▸ **Exercise instructions**: Repeat precisely, and only, the lines between the line containing "Task: for the greenhouse-bench survey, tag the white window" and the end of the listing below, both ends included.

▸ **Position annotation records**:
= = =

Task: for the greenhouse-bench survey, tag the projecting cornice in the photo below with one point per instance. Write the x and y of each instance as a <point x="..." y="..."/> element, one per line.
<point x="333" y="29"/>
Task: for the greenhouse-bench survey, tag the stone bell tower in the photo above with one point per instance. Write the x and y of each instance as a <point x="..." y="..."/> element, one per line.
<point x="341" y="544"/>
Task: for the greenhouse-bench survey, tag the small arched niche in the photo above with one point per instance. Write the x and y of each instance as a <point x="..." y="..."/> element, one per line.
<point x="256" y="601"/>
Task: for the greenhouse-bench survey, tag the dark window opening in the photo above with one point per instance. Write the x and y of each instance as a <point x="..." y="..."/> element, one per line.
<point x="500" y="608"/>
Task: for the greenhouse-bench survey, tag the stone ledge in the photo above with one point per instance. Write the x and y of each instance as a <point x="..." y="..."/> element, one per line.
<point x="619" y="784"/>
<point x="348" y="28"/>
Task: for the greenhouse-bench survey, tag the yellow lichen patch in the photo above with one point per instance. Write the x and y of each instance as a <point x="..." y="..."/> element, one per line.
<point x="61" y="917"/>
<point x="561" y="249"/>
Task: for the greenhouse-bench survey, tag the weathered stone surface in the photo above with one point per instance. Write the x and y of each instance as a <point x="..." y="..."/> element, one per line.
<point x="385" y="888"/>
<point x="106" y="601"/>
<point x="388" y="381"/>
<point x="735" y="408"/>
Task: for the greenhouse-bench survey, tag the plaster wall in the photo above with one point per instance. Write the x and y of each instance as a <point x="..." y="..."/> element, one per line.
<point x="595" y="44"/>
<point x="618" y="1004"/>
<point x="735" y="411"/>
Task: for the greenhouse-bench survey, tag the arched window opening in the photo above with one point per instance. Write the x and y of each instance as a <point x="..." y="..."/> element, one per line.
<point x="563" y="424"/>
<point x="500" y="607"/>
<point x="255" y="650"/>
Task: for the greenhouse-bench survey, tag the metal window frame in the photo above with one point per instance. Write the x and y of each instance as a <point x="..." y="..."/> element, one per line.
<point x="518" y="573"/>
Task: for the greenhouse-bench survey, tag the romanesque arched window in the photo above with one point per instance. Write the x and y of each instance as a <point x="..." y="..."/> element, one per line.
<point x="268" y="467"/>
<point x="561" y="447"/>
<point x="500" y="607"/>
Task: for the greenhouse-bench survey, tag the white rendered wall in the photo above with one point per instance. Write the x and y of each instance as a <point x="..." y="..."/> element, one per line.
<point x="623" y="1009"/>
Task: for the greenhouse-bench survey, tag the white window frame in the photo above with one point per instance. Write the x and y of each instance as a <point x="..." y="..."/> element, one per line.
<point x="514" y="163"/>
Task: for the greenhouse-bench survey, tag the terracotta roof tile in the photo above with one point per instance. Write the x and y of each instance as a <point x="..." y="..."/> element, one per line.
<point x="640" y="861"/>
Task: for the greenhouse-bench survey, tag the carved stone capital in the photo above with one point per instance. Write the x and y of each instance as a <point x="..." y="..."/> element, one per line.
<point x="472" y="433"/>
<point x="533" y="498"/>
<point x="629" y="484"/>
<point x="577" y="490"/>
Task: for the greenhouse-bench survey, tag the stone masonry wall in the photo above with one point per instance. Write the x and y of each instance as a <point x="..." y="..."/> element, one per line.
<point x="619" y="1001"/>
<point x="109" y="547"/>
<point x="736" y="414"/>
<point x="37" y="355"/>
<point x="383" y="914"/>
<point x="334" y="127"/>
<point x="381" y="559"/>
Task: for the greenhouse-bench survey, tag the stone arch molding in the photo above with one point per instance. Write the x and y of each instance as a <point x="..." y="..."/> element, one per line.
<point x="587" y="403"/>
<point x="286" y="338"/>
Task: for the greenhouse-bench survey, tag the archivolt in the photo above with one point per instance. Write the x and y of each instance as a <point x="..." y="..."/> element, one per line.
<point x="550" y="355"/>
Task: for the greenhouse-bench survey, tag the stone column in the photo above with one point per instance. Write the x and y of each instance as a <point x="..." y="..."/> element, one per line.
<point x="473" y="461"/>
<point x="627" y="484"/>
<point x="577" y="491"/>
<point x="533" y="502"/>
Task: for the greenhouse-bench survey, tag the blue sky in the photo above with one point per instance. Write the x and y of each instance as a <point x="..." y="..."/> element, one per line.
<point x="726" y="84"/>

= = =

▸ **Answer in full**:
Task: for the greenhouse-bench survey, tag the white window frame in the photo above with one point per instance. Write the x and y of each instance as a <point x="..." y="..."/> element, one per line.
<point x="514" y="163"/>
Task: for the greenhouse-bench survey, tag the terracotta roof tile in the photo above with one point per instance. Write the x and y of each instance as a <point x="..." y="..."/> element, one per line.
<point x="640" y="861"/>
Task: for the greenhouse-bench survey, tag the carved stone capital in the photo above with one point per instance. Write the x and y of each instance as a <point x="..." y="..."/> element, one per line.
<point x="472" y="433"/>
<point x="533" y="498"/>
<point x="629" y="484"/>
<point x="577" y="490"/>
Task: for the greenhouse-bench survey, tag the stone masonry wall in the photo above with one point per instance. Write the x and y of each instance as a <point x="..." y="..."/> element, one per line.
<point x="619" y="1001"/>
<point x="109" y="547"/>
<point x="736" y="414"/>
<point x="37" y="355"/>
<point x="383" y="914"/>
<point x="334" y="127"/>
<point x="381" y="559"/>
Task: for the greenhouse-bench survey, tag the stone arch molding in the photo above with one point per instance. Write the x and y of each instance as a <point x="..." y="..."/> element, one per line.
<point x="587" y="403"/>
<point x="286" y="338"/>
Task: for the greenhouse-bench survey, tag the archivolt in the photo above with one point per instance. Write the x and y of each instance as a <point x="..." y="..."/> element, one per line.
<point x="550" y="355"/>
Task: for the greenhouse-bench survey, tag the stone column in the photo above with one point per instance. Write the x and y of each instance as a <point x="..." y="..."/> element, one per line.
<point x="473" y="461"/>
<point x="627" y="484"/>
<point x="577" y="491"/>
<point x="533" y="502"/>
Task: for the greenhouse-bench survey, tag the blue sky in the photo above with one point per instance. Write the x and y of each instance as a <point x="..." y="..."/> element, one per line.
<point x="726" y="84"/>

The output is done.